Copy the passage on corporate human rights standards again, starting at "An international standard will apply, no" and ending at "and footwear industries.", and change "Burma" to "Myanmar".

Page:
================

A clear definition of corporate obligations is unmistakably needed, so that the existing mechanisms available to enforce such obligations can apply such responsibilities, extraterritorially or not. Continued voluntary initiatives will maintain the status quo and leave conscientious companies at a disadvantage. Therefore, human rights standards for business must be enshrined at the multilateral level in order to apply to all corporations, not merely the most progressive. The playing field desperately needs to be leveled, not only for the business bottom line but for the communities in which these companies work.
An international standard will apply, no matter the company, the industry, the host or home state. An international standard will equally apply to Chinese and American companies violating human rights. Violations that take place in Burma or Canada will be given the same accountability and enforcement. Forced labor in the extractives industries will be given the same attention as child labor in the apparel and footwear industries.
This is clearly the purpose of this whole UN exercise, from the establishment of the Working Group on the Activities of Transnational Corporations in 1999 to Ruggie’s current appointment as SRSG. We know that the establishment of a separate mechanism to hear complaints against corporations for human rights abuses is also necessary so that the problem of extraterritorial jurisdiction can be avoided. Unfortunately, based on Ruggie’s interim report that solution seems far indeed and will most likely not be addressed even in his final report.
Ensure Broad Consultation and Transparency
Whatever course Ruggie takes with his mandate, broader consultation and transparency in the process is desperately needed. Over the last 8 months, NGOs have scrambled to discover where Ruggies next consultations will be and to find opportunities to engage him. Ruggie’s consultations thus far have clearly been slanted in favor of corporations. That is clear given the tone of his Interim Report. The input he has had from NGOs and civil society has been purely due to their own efforts and initiative. We sincerely hope that the SRSG will increase his consultations with civil society in general, particularly with those communities suffering human rights abuses by corporation. We hope that Mr. Ruggie will have balanced consultations this year which will lead to him reconsidering the Norms. We also hope that Ruggie engages NGOs who are actively working on the development of a human rights impact assessment procedure to further assist him in meeting his mandate.
Unfortunately, the interim report suggests that the final report will not include any substantive changes or even suggestions for changes in the accountability gap that led to this process and thus, the SRSG will not be able to meet his mandate. However, miracles may happen, and hopefully the SRSG will listen to the calls of civil society, change his focus and use the experience of the representatives that came before him to lead us to common binding international standards. In the meantime, ERI will continue its efforts to find support for the Norms and the standard setting process as well as use whatever mechanisms are currently available to us to hold corporations accountable for environmental and human rights abuses.
Response from John Ruggie
Dear Ms. Manzella:
I have just seen your note on the EarthRights website, commenting on my interim report as the UN Secretary-General’s Special Representative for business and human rights. It is not my intention to respond in any detail here because that would cover some of the same ground as my lengthy response to the recent commentary by FIDH – the Fédération internationale des ligues des droits de l’Homme – both of which are posted on its website, and also by the Business and Human Rights Resource Center. Perhaps I can invite your readers who haven’t seen my letter to have a look at it.
But I cannot leave unchallenged your remarks belittling and distorting the process leading up to the report’s release. There is too much at stake and your readers deserve to know the facts.

================

Supplied data:

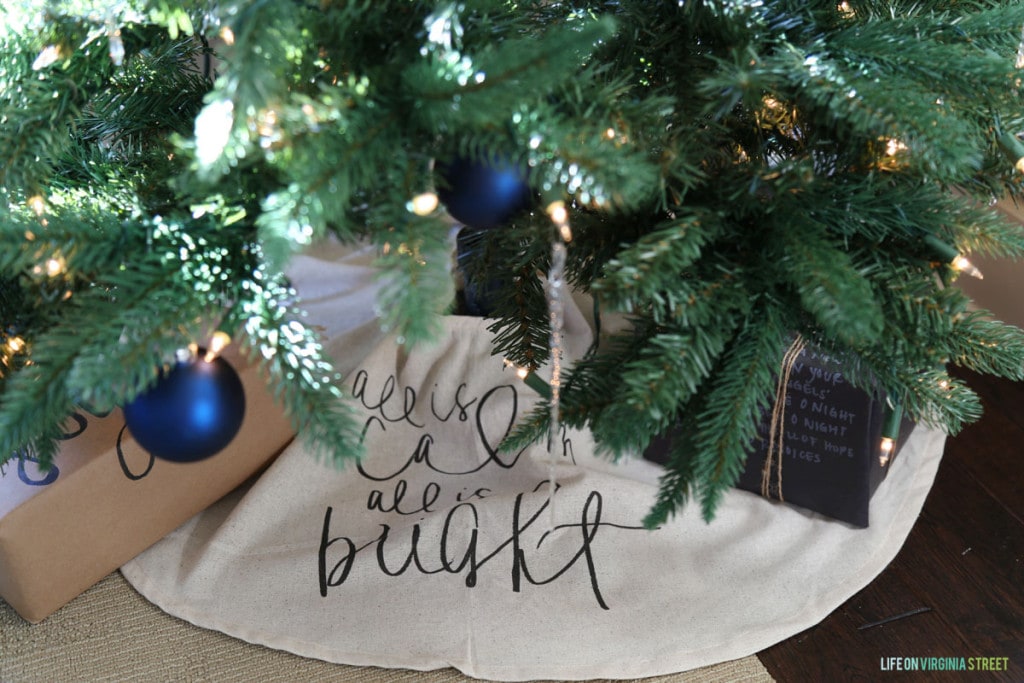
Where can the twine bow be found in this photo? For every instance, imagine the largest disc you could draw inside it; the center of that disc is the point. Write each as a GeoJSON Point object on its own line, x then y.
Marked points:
{"type": "Point", "coordinates": [777, 427]}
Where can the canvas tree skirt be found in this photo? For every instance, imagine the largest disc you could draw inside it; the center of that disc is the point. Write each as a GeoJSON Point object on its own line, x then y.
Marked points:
{"type": "Point", "coordinates": [438, 550]}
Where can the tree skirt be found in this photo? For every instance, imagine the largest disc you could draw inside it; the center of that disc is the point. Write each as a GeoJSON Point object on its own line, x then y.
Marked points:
{"type": "Point", "coordinates": [438, 550]}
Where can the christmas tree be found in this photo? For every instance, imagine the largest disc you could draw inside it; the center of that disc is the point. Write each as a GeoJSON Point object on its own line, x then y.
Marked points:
{"type": "Point", "coordinates": [726, 173]}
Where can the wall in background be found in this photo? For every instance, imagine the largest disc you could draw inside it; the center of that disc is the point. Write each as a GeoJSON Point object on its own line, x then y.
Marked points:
{"type": "Point", "coordinates": [1003, 289]}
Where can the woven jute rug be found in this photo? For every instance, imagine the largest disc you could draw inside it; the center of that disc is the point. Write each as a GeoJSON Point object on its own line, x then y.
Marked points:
{"type": "Point", "coordinates": [111, 633]}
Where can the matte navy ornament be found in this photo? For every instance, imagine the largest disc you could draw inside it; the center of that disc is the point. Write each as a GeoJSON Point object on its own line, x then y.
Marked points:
{"type": "Point", "coordinates": [482, 194]}
{"type": "Point", "coordinates": [192, 413]}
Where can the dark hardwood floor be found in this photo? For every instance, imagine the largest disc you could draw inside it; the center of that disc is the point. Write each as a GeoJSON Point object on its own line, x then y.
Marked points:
{"type": "Point", "coordinates": [958, 581]}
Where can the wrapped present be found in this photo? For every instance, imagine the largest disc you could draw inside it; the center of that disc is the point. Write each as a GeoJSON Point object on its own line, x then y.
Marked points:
{"type": "Point", "coordinates": [827, 454]}
{"type": "Point", "coordinates": [820, 445]}
{"type": "Point", "coordinates": [105, 500]}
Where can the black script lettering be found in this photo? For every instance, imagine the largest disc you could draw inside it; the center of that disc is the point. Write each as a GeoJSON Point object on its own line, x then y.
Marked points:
{"type": "Point", "coordinates": [387, 391]}
{"type": "Point", "coordinates": [81, 424]}
{"type": "Point", "coordinates": [49, 476]}
{"type": "Point", "coordinates": [422, 455]}
{"type": "Point", "coordinates": [124, 462]}
{"type": "Point", "coordinates": [459, 404]}
{"type": "Point", "coordinates": [430, 494]}
{"type": "Point", "coordinates": [458, 549]}
{"type": "Point", "coordinates": [479, 493]}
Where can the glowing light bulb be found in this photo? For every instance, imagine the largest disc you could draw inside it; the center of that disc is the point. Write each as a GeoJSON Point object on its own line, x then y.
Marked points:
{"type": "Point", "coordinates": [560, 217]}
{"type": "Point", "coordinates": [218, 343]}
{"type": "Point", "coordinates": [894, 146]}
{"type": "Point", "coordinates": [15, 344]}
{"type": "Point", "coordinates": [54, 266]}
{"type": "Point", "coordinates": [424, 205]}
{"type": "Point", "coordinates": [886, 451]}
{"type": "Point", "coordinates": [962, 264]}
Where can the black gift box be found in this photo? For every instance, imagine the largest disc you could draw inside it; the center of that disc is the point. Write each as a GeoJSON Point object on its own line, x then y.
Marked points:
{"type": "Point", "coordinates": [829, 443]}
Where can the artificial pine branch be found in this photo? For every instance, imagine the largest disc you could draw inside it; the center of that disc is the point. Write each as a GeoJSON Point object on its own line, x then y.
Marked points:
{"type": "Point", "coordinates": [735, 172]}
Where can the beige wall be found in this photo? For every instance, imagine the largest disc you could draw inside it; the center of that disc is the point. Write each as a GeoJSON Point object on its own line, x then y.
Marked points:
{"type": "Point", "coordinates": [1003, 289]}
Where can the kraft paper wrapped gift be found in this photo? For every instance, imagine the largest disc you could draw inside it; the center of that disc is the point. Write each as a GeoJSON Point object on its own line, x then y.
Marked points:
{"type": "Point", "coordinates": [107, 500]}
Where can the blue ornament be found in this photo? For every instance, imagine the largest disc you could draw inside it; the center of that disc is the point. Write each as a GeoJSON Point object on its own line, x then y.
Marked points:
{"type": "Point", "coordinates": [482, 194]}
{"type": "Point", "coordinates": [192, 413]}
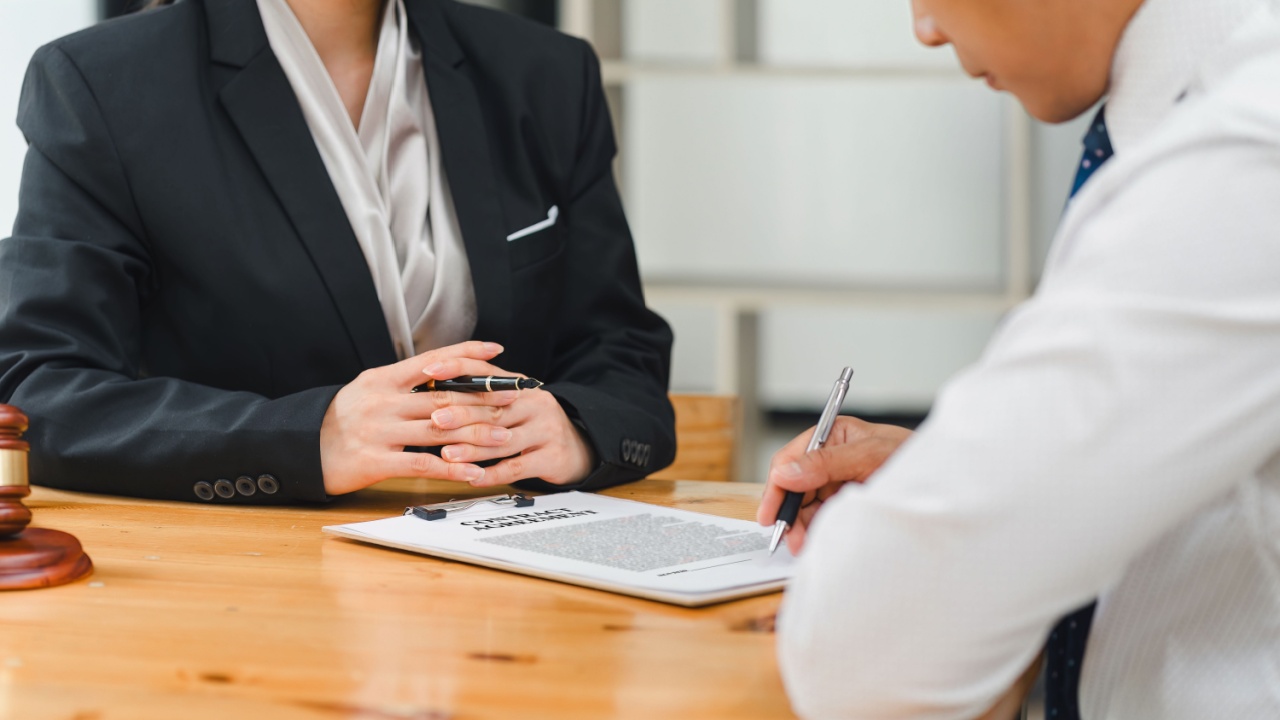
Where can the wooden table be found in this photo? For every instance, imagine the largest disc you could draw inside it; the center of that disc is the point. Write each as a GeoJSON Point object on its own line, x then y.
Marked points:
{"type": "Point", "coordinates": [240, 613]}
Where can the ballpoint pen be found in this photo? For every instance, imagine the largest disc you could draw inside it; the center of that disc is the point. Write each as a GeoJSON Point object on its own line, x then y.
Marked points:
{"type": "Point", "coordinates": [791, 501]}
{"type": "Point", "coordinates": [479, 383]}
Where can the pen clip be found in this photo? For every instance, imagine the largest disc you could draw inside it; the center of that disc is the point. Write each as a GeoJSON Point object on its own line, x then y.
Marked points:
{"type": "Point", "coordinates": [439, 510]}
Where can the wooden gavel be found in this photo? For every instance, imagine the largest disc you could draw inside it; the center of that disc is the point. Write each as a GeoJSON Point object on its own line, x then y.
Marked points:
{"type": "Point", "coordinates": [35, 557]}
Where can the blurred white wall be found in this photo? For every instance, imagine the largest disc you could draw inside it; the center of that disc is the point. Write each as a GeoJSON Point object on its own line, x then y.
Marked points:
{"type": "Point", "coordinates": [832, 153]}
{"type": "Point", "coordinates": [24, 26]}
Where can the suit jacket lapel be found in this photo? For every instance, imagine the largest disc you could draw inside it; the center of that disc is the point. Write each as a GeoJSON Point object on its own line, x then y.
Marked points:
{"type": "Point", "coordinates": [469, 167]}
{"type": "Point", "coordinates": [261, 104]}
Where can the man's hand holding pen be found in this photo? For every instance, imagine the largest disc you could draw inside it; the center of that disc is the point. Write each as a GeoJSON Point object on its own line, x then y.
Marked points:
{"type": "Point", "coordinates": [854, 450]}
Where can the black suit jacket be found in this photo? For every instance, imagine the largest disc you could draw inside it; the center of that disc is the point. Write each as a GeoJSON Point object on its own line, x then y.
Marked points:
{"type": "Point", "coordinates": [183, 294]}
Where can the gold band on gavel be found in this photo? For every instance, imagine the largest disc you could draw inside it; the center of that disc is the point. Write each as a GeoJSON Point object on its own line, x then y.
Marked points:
{"type": "Point", "coordinates": [13, 468]}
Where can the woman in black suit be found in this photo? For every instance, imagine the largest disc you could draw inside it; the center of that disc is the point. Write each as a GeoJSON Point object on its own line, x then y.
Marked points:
{"type": "Point", "coordinates": [219, 291]}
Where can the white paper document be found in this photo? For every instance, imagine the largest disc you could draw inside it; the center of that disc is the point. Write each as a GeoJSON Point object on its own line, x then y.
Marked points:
{"type": "Point", "coordinates": [600, 542]}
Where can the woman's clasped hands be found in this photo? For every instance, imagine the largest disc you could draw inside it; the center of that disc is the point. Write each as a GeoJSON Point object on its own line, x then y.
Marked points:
{"type": "Point", "coordinates": [375, 417]}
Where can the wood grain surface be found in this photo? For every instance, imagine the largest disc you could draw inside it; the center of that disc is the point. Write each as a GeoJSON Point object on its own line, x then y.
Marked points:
{"type": "Point", "coordinates": [202, 610]}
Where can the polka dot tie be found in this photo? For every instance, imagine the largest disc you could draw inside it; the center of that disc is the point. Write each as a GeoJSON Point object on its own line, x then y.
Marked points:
{"type": "Point", "coordinates": [1064, 652]}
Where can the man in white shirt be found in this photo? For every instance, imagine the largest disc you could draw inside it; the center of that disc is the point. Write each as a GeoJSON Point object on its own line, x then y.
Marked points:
{"type": "Point", "coordinates": [1120, 437]}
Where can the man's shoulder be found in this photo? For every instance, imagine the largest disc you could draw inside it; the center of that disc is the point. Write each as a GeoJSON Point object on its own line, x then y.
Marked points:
{"type": "Point", "coordinates": [1239, 83]}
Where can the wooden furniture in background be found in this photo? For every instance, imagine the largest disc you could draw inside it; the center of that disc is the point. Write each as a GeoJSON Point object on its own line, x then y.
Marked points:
{"type": "Point", "coordinates": [30, 557]}
{"type": "Point", "coordinates": [214, 611]}
{"type": "Point", "coordinates": [707, 428]}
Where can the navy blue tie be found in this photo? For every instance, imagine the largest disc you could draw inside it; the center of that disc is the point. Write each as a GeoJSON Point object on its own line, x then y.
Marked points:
{"type": "Point", "coordinates": [1064, 652]}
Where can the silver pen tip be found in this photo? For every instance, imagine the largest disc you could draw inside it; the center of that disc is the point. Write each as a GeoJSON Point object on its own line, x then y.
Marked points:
{"type": "Point", "coordinates": [778, 529]}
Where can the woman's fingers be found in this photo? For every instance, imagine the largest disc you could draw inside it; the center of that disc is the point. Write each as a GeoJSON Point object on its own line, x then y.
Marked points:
{"type": "Point", "coordinates": [452, 368]}
{"type": "Point", "coordinates": [410, 372]}
{"type": "Point", "coordinates": [424, 465]}
{"type": "Point", "coordinates": [426, 433]}
{"type": "Point", "coordinates": [417, 405]}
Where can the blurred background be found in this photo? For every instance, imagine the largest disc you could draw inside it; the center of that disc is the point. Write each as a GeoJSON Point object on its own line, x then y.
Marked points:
{"type": "Point", "coordinates": [808, 188]}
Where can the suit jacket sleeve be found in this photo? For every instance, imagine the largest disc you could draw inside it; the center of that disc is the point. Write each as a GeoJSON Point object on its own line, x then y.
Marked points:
{"type": "Point", "coordinates": [74, 283]}
{"type": "Point", "coordinates": [613, 354]}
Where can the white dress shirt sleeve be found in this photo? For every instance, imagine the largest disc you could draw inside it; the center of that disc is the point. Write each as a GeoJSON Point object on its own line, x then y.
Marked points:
{"type": "Point", "coordinates": [1141, 383]}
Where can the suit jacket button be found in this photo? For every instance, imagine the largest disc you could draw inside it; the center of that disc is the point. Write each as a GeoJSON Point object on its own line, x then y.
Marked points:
{"type": "Point", "coordinates": [246, 486]}
{"type": "Point", "coordinates": [268, 484]}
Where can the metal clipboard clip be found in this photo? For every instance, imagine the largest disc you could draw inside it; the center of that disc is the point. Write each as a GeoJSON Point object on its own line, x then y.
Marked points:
{"type": "Point", "coordinates": [439, 510]}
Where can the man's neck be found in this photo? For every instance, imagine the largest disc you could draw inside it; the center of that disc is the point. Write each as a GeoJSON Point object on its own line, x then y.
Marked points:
{"type": "Point", "coordinates": [344, 33]}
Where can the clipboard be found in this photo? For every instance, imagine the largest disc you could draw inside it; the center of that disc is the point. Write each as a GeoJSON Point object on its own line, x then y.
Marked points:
{"type": "Point", "coordinates": [621, 546]}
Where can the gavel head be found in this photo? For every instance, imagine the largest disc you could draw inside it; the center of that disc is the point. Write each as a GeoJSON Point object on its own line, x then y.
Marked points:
{"type": "Point", "coordinates": [13, 472]}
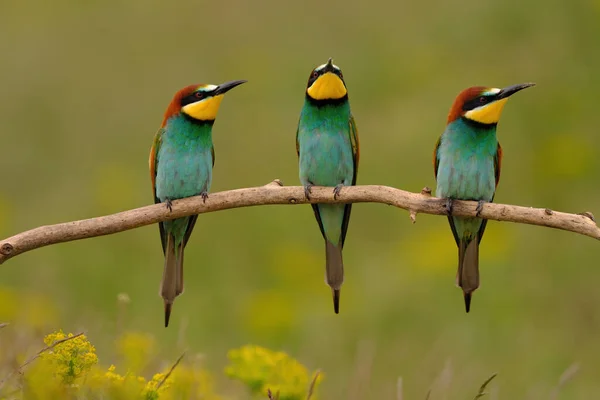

================

Reply to the task:
An international standard will apply, no matter the company, the industry, the host or home state. An international standard will equally apply to Chinese and American companies violating human rights. Violations that take place in Myanmar or Canada will be given the same accountability and enforcement. Forced labor in the extractives industries will be given the same attention as child labor in the apparel and footwear industries.